Instruction 1: Could you copy out every one of the entries that follow the offer announcement, line for line and with nothing changed?

+-------+

Save for the irrevocable undertakings or as disclosed herein, neither SERENA nor any director of SERENA, nor to SERENA's knowledge, any person acting in concert with SERENA, owns or controls any Merant Securities or holds any options to purchase any Merant Shares or has entered into any derivative referenced to securities of Merant which remain outstanding. In the interests of secrecy, SERENA has not made any enquiries in this respect of certain parties who may be deemed by the Panel to be acting in concert with it for the purpose of the Offer.

The timetable for the Offer will be as approved by the Panel but will also be subject to certain requirements of the SEC. The formal Offer Document, setting out details of the Offer, and enclosing the Acceptance Form(s), will be dispatched to Merant Securityholders in due course.

This announcement does not constitute an offer or an invitation to purchase any securities. The availability of the Offer to persons not resident in the United Kingdom or the United States may be affected by the laws of the relevant jurisdictions. Persons who are not resident in the United Kingdom or the United States, or who are subject to the laws of any jurisdiction other than the United Kingdom or the United States, should inform themselves about, and observe any applicable requirements.

+-------+

Instruction 2: Besides being approved by the Panel, whose requirements does the offer announcement above say the Offer timetable will also be subject to?

+-------+

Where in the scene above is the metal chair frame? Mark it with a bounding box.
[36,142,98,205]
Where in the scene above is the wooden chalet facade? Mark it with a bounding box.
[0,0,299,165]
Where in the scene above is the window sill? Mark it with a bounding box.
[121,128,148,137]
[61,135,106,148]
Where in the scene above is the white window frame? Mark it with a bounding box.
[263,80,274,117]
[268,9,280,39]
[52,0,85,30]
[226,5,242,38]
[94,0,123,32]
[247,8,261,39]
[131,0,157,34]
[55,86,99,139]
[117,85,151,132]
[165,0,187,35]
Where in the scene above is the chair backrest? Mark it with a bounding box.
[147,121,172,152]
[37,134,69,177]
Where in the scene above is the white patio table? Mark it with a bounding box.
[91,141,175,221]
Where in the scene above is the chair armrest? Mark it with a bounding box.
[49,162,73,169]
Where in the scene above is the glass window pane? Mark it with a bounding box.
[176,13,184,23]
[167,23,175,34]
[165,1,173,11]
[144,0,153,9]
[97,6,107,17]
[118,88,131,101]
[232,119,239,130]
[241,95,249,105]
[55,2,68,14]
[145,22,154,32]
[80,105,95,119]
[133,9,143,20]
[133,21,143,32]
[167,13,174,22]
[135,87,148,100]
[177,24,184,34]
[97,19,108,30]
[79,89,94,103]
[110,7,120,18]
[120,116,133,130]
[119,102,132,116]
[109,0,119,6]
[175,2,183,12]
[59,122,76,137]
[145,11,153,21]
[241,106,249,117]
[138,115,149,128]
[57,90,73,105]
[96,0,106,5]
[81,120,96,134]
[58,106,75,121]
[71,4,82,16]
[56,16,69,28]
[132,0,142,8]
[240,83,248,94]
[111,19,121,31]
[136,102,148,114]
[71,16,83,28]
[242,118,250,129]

+-------+

Finished answer 1:
Where in the scene above is the metal chair frame? Mark it with a bounding box.
[36,142,98,205]
Where in the scene above is the wooden chalet facade? Mark it with a bounding box.
[0,0,299,165]
Where in the scene above is the window sill? Mark it with a bounding box.
[121,128,148,137]
[61,135,106,148]
Where in the scene above is the white window frame? Mark it with a bounding box.
[263,80,274,117]
[268,9,280,39]
[52,0,85,30]
[226,5,242,38]
[94,0,123,32]
[247,8,261,39]
[131,0,157,34]
[55,86,99,139]
[117,85,151,132]
[165,0,187,35]
Where in the scene above is the chair backrest? Mark it with a bounding box.
[147,121,172,152]
[37,134,69,177]
Where in the scene above is the white patio table? Mark it with a bounding box.
[91,141,175,221]
Where in the scene above is the chair armrest? Mark it with a bounding box.
[49,162,73,169]
Where in the scene above is the glass window pane? Mark it with a bounding box.
[176,13,184,23]
[167,23,175,34]
[165,1,173,11]
[144,0,153,9]
[97,6,107,17]
[118,88,131,101]
[232,119,239,130]
[241,95,249,105]
[55,2,68,14]
[145,22,154,32]
[80,105,95,119]
[133,9,143,20]
[133,21,143,32]
[167,13,174,22]
[135,87,148,100]
[177,24,184,34]
[97,19,108,30]
[79,89,94,103]
[110,7,120,18]
[120,116,133,130]
[119,102,132,116]
[109,0,119,6]
[175,2,183,12]
[59,122,76,137]
[145,11,153,21]
[241,106,249,117]
[138,115,149,128]
[57,90,73,105]
[96,0,106,5]
[81,120,96,134]
[58,106,75,121]
[71,4,82,16]
[56,16,69,28]
[132,0,142,8]
[240,83,248,94]
[111,19,121,31]
[136,102,148,114]
[71,16,83,28]
[242,118,250,129]

Finished answer 2: Certain requirements of the SEC.